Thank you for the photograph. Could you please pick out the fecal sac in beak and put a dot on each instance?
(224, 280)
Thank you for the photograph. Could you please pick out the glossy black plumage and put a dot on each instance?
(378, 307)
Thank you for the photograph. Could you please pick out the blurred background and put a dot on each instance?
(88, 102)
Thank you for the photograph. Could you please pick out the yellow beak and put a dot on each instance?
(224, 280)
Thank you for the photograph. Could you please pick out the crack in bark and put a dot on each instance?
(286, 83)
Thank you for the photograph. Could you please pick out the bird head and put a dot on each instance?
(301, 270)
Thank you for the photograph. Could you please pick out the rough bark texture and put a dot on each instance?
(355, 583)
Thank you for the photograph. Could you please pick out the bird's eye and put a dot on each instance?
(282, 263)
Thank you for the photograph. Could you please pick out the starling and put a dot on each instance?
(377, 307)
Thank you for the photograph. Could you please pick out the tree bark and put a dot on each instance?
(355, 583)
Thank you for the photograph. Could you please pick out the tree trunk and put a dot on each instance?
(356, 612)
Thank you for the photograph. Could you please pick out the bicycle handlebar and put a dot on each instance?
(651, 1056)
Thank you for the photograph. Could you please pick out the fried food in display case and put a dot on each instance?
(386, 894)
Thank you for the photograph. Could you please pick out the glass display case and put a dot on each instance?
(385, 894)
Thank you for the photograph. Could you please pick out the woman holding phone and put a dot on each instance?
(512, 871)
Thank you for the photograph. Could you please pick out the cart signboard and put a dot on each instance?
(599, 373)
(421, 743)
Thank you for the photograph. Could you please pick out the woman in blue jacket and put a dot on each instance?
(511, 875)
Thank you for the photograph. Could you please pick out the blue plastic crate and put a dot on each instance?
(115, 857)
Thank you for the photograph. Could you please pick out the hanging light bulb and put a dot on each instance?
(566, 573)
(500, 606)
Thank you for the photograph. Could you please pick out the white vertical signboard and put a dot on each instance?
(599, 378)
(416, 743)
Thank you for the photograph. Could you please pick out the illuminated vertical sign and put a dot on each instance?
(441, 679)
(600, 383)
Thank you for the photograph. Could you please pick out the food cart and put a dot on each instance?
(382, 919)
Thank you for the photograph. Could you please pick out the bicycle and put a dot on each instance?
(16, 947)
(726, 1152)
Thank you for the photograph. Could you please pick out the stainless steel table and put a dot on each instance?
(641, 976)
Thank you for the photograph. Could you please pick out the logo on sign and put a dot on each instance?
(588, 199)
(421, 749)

* WHAT IS EXPECTED *
Every record above should be copied exactly.

* RESPONSE TO THE EXERCISE *
Thank you for the photograph. Could you please pick out the fecal sac in beak and put a dot on each instance?
(224, 280)
Thank you for the photograph. Could you please pick out the glossy black plumage and put a dot on each instance?
(378, 307)
Thank you for the photograph. Could you please pick out the blurred background and put a dot on each instance?
(88, 102)
Thank you for the photograph. Could you please pick out the yellow beak and put a dot on each instance?
(224, 280)
Thank you for the photograph. Could you please pick out the crack in bark and put a dot on each instance?
(286, 83)
Thank you for the photograph. Could you please pick out the bird head and put a dot on each instance?
(301, 270)
Thank you for the photograph. Could you please pick out the rough bark texture and put a dot on each instance?
(355, 583)
Thank you for the photograph. Could you please pick out the bird's eye and put a dot on each instance?
(282, 263)
Thank you for the photograph. Could you please pick out the starling and put a dot on each instance?
(377, 307)
Thank you for the photograph. Could you please pick out the tree bark and put a dot on each instance?
(355, 583)
Thank you for the photograph. Could you please pick out the tree trunk and put a dot on each instance?
(356, 612)
Thank you for the photograph. Could you please pick out the bicycle handlebar and put a dot on each instance?
(651, 1056)
Thank you for the photograph. Could you please pick out the fried food in display case and put a dot on each instance?
(386, 894)
Thank you for the photograph. Could you please pick out the glass display case and put a dot on each instance?
(385, 894)
Thank you for the photograph. Could you please pick out the woman holding phone and put a dot on each instance?
(512, 871)
Thank you for the photograph. Could you please pick out the cart signboard and put a dot on each instance?
(599, 373)
(421, 743)
Thank you for the photograph. Could you please pick out the woman in blue jacket and put a dot on each instance?
(511, 875)
Thank you for the photograph. Could you please pick out the blue plastic crate and put a dot on each instance?
(115, 857)
Thank you for the photograph. Could you please pick out the hanging light bulb and put a dot on each instance?
(566, 573)
(500, 606)
Thank you for the photograph. Could you please pick out the white vertical signboard and put a dot on each instance?
(599, 378)
(416, 743)
Thank you for the photograph. Could you please pick out the illuminated vertical sign and put a dot on each instance?
(441, 679)
(600, 383)
Thank you for the photograph. Could you please pick out the food cart and put a dot on each instance?
(382, 919)
Thank you for the photograph. Could you please pick out the bicycle and put a dot on each instance?
(16, 947)
(726, 1152)
Thank you for the photograph. Could you please pick out the stainless steel table and put a dot on each instance?
(641, 976)
Thank you for the photograph. Could you please pick out the logo on sign and put a dot on each instance?
(588, 199)
(421, 749)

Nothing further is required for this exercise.